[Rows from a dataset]
■ ■ ■ ■
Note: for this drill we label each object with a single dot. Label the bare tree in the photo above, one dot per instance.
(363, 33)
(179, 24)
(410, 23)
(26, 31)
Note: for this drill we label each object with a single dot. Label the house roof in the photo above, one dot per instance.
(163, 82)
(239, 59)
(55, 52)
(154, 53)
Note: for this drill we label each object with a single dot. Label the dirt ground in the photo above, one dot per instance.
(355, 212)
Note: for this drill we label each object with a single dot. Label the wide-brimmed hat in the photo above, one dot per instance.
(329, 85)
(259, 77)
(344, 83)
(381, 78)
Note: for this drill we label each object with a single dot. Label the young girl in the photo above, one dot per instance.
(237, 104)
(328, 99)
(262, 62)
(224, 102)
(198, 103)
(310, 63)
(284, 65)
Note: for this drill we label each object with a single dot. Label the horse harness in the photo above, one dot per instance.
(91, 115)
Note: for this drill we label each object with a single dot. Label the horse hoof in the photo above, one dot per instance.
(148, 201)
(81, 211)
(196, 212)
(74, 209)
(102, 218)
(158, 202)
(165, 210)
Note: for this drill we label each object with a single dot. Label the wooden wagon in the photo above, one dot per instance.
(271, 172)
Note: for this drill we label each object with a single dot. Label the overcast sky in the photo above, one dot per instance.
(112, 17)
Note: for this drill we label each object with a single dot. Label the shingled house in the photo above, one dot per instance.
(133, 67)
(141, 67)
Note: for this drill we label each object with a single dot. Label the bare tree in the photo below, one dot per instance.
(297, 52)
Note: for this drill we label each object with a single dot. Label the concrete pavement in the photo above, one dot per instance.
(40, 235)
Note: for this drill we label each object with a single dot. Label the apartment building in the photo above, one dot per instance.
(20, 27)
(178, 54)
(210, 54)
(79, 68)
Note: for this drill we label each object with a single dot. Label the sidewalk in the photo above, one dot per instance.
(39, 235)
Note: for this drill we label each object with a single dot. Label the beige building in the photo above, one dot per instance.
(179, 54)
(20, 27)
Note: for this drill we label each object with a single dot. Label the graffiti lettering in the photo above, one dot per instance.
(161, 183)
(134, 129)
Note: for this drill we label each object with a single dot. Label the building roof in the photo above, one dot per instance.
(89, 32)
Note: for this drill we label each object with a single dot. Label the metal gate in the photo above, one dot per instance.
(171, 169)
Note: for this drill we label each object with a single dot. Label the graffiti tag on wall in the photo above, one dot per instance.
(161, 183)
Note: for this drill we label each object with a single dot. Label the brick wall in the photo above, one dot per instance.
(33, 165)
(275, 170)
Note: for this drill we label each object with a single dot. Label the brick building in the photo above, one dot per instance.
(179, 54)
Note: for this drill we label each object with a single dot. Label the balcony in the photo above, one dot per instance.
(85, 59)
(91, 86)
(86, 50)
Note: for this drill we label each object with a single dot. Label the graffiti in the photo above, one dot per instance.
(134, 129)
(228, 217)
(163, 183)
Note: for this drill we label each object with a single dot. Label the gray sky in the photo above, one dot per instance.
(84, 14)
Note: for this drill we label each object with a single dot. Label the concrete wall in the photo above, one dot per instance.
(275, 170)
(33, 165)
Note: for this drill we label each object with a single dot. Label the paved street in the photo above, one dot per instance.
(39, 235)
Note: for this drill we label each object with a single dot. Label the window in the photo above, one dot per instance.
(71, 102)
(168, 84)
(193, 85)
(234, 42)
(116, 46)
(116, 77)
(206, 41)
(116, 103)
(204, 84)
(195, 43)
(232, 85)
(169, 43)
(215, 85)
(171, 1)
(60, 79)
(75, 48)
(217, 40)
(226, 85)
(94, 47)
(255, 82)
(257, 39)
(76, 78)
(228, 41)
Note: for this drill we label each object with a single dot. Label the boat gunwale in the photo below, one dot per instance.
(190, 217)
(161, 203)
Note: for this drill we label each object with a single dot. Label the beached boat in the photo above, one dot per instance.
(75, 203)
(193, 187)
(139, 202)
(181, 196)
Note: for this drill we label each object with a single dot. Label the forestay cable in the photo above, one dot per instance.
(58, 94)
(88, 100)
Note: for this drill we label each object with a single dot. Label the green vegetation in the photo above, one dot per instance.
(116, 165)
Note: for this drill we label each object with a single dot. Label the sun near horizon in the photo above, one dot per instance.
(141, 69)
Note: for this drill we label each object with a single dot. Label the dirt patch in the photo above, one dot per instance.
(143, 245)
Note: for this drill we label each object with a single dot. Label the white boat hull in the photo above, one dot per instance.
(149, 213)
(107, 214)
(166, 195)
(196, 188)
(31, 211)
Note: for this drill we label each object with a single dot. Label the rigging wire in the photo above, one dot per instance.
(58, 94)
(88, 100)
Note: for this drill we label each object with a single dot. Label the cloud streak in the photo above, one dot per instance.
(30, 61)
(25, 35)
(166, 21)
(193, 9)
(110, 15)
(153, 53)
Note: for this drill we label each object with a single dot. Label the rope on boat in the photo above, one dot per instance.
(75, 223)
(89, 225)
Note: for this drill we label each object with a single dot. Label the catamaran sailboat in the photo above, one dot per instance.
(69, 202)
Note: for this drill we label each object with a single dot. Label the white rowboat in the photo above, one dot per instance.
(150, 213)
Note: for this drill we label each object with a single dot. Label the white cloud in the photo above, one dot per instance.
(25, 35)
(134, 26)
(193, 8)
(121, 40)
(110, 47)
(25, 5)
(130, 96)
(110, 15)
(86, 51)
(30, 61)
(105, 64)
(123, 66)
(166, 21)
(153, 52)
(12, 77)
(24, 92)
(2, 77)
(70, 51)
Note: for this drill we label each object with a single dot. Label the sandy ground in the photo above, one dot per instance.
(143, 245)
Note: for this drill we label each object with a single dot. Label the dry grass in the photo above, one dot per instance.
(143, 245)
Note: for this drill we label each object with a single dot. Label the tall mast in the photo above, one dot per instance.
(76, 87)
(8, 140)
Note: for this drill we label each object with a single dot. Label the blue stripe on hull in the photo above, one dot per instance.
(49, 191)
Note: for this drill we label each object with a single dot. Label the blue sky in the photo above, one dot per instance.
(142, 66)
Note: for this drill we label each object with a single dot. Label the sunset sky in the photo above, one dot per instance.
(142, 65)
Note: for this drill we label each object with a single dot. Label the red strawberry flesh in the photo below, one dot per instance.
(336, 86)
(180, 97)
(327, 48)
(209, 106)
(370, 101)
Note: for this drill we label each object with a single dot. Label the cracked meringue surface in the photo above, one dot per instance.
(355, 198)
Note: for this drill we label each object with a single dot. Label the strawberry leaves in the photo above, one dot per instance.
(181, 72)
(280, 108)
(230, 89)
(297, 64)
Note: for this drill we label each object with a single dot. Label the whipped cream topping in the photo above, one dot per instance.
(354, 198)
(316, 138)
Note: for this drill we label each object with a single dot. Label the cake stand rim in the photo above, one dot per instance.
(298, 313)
■ ■ ■ ■
Return all of the data above word for word, keeping every line in its original order.

Note: for this drill we label each object with a single dot. Label the bare tree in the photo above, one dot per instance.
(363, 33)
(179, 24)
(410, 23)
(26, 31)
Note: for this drill we label each object with a single dot. Label the house roof in the photo above, one dot per instance.
(163, 82)
(239, 59)
(55, 52)
(154, 53)
Note: for this drill we label each object with a single dot. Label the dirt ground in the photo above, one dot per instance.
(355, 212)
Note: for this drill we label each object with a single dot. Label the wide-brimmed hat in the photo above, one dot per instance.
(329, 85)
(259, 77)
(344, 83)
(381, 78)
Note: for this drill we label each object with a single dot. Label the young girl in the photo above, one dot per instance.
(237, 104)
(328, 99)
(262, 62)
(224, 102)
(198, 103)
(310, 63)
(284, 65)
Note: for this drill we label each object with a single dot. Label the horse harness in the photo above, one dot per instance.
(91, 115)
Note: for this drill we label each object with a single dot. Label the horse hoof in the photo above, one dot per instance.
(148, 201)
(81, 211)
(196, 212)
(74, 209)
(102, 218)
(158, 202)
(165, 210)
Note: for this drill we label each object with a single dot. Label the wooden wagon in the photo above, one dot per instance.
(271, 172)
Note: for this drill we label each object with a single dot. Label the overcast sky in the photo above, one dot per instance.
(112, 17)
Note: for this drill we label each object with a single dot. Label the shingled house in the photo above, one dot per instance.
(133, 67)
(141, 67)
Note: for this drill we label each object with a single dot. Label the bare tree in the photo below, one dot per instance.
(297, 52)
Note: for this drill we label each object with a single dot. Label the concrete pavement in the photo above, one dot per instance.
(40, 235)
Note: for this drill we label each object with a single dot. Label the apartment building in the photo above, one dot per instance.
(20, 27)
(178, 54)
(210, 54)
(79, 68)
Note: for this drill we label each object with a single dot. Label the sidewalk in the photo above, one dot per instance.
(39, 235)
Note: for this drill we label each object with a single dot. Label the beige building in the photo above, one dot per instance.
(179, 54)
(20, 27)
Note: for this drill we label each object with a single dot. Label the graffiti lettering in the photo above, one dot per instance.
(161, 183)
(134, 129)
Note: for this drill we label each object with a single dot. Label the building roof in the photo above, one dot per instance.
(89, 32)
Note: for this drill we label each object with a single dot. Label the metal gate in the photo above, one dot per instance.
(171, 169)
Note: for this drill we label each object with a single dot. Label the graffiti tag on wall in the photo above, one dot per instance.
(161, 183)
Note: for this drill we label each object with a single dot. Label the brick wall in the photo above, one dot per instance.
(33, 165)
(275, 170)
Note: for this drill we label each object with a single dot. Label the brick building in the photo above, one dot per instance.
(179, 54)
Note: for this drill we label each object with a single dot. Label the balcony in the photo above, one dot per instance.
(85, 59)
(91, 86)
(86, 50)
Note: for this drill we label each object with a single dot. Label the graffiti in the photo above, one dot per instance.
(134, 129)
(228, 217)
(163, 183)
Note: for this drill we label each object with a single dot. Label the gray sky in the photo above, one dot per instance.
(84, 14)
Note: for this drill we label each object with a single dot. Label the concrete wall in the photo above, one dot per instance.
(275, 170)
(33, 165)
Note: for this drill we label each object with a single dot. Label the paved street in the photo above, one dot per instance.
(39, 235)
Note: for this drill we label each object with a single dot. Label the window in the photo above, one dot per instance.
(71, 102)
(168, 84)
(193, 85)
(234, 42)
(116, 46)
(116, 77)
(206, 41)
(116, 103)
(204, 84)
(195, 43)
(232, 85)
(169, 43)
(215, 85)
(171, 1)
(60, 79)
(75, 48)
(217, 40)
(226, 85)
(94, 47)
(255, 82)
(257, 39)
(76, 78)
(228, 41)
Note: for this drill we label each object with a single dot. Label the boat gunwale in the photo below, one dot per instance.
(190, 217)
(161, 203)
Note: for this drill we label each object with a single dot. Label the beached boat in the photo above, one dot per instance.
(75, 203)
(193, 187)
(139, 202)
(181, 196)
Note: for this drill we label each object with a single dot. Label the forestay cable in the photo above, one dot per instance.
(58, 94)
(88, 100)
Note: for this drill we label each object with a single dot. Label the green vegetation in the photo above, one dot per instance.
(116, 165)
Note: for this drill we label each object with a single dot. Label the sun near horizon in the photo above, one dot per instance.
(141, 69)
Note: for this drill we label each object with a single dot. Label the dirt patch in the photo above, one dot per instance.
(143, 245)
Note: for this drill we label each object with a single dot. Label the white boat hull in the photo above, one dot per instance.
(149, 213)
(107, 214)
(166, 195)
(196, 188)
(31, 211)
Note: for this drill we label each object with a single dot. Label the rigging wire in the photo above, one dot per instance.
(58, 94)
(88, 100)
Note: for this drill we label each object with a single dot. Label the cloud streak in the photo above, one dot per instance.
(30, 61)
(25, 35)
(166, 21)
(193, 9)
(110, 15)
(153, 53)
Note: for this drill we label each object with a single dot. Label the rope on boat in the photo above, one dot per instance.
(75, 223)
(89, 225)
Note: for this drill we label each object with a single dot. Label the catamaran sailboat in the photo above, one dot per instance.
(69, 202)
Note: for this drill we label each object with a single dot. Label the white rowboat in the photo above, one dot per instance.
(150, 213)
Note: for this drill we label each object with a single dot. Label the white cloud in the photo above, one dot per instance.
(25, 35)
(134, 26)
(193, 8)
(121, 40)
(110, 47)
(25, 5)
(130, 96)
(110, 15)
(86, 51)
(30, 61)
(105, 64)
(123, 66)
(166, 21)
(153, 52)
(12, 77)
(24, 92)
(2, 77)
(70, 51)
Note: for this drill we label each object with a single dot. Label the sandy ground in the photo above, one dot per instance.
(143, 245)
Note: for this drill we label each object with a single dot. Label the dry grass in the photo above, one dot per instance.
(143, 245)
Note: for this drill we label each object with a single dot. Label the tall mast in the photo above, one dot per instance.
(76, 87)
(8, 140)
Note: for this drill we label each object with a single dot. Label the blue stripe on hull in the photo above, one dot per instance.
(49, 191)
Note: for this drill we label each object with a single dot. Label the blue sky in the photo above, one dot per instance.
(142, 66)
Note: for this drill we label each object with a single dot. Label the sunset sky in the photo above, one dot per instance.
(142, 65)
Note: for this drill we label each object with a single dot. Label the red strawberry flesh in the photo below, one dot per instance.
(336, 86)
(180, 97)
(327, 48)
(209, 106)
(370, 101)
Note: for this drill we label each object with a single dot. Label the cracked meringue surface in the photo above, one dot per instance.
(355, 198)
Note: for this drill we label each object with a single dot. Label the strawberry leaves in the photo above, one dot per instance.
(181, 72)
(280, 108)
(230, 89)
(297, 64)
Note: for this drill we label each object with a single dot. Label the whipped cream topping in the photo above, one dot per instance.
(354, 198)
(316, 138)
Note: for this drill we label each object with a single dot. Label the cake stand rim in the photo above, one dot per instance.
(298, 313)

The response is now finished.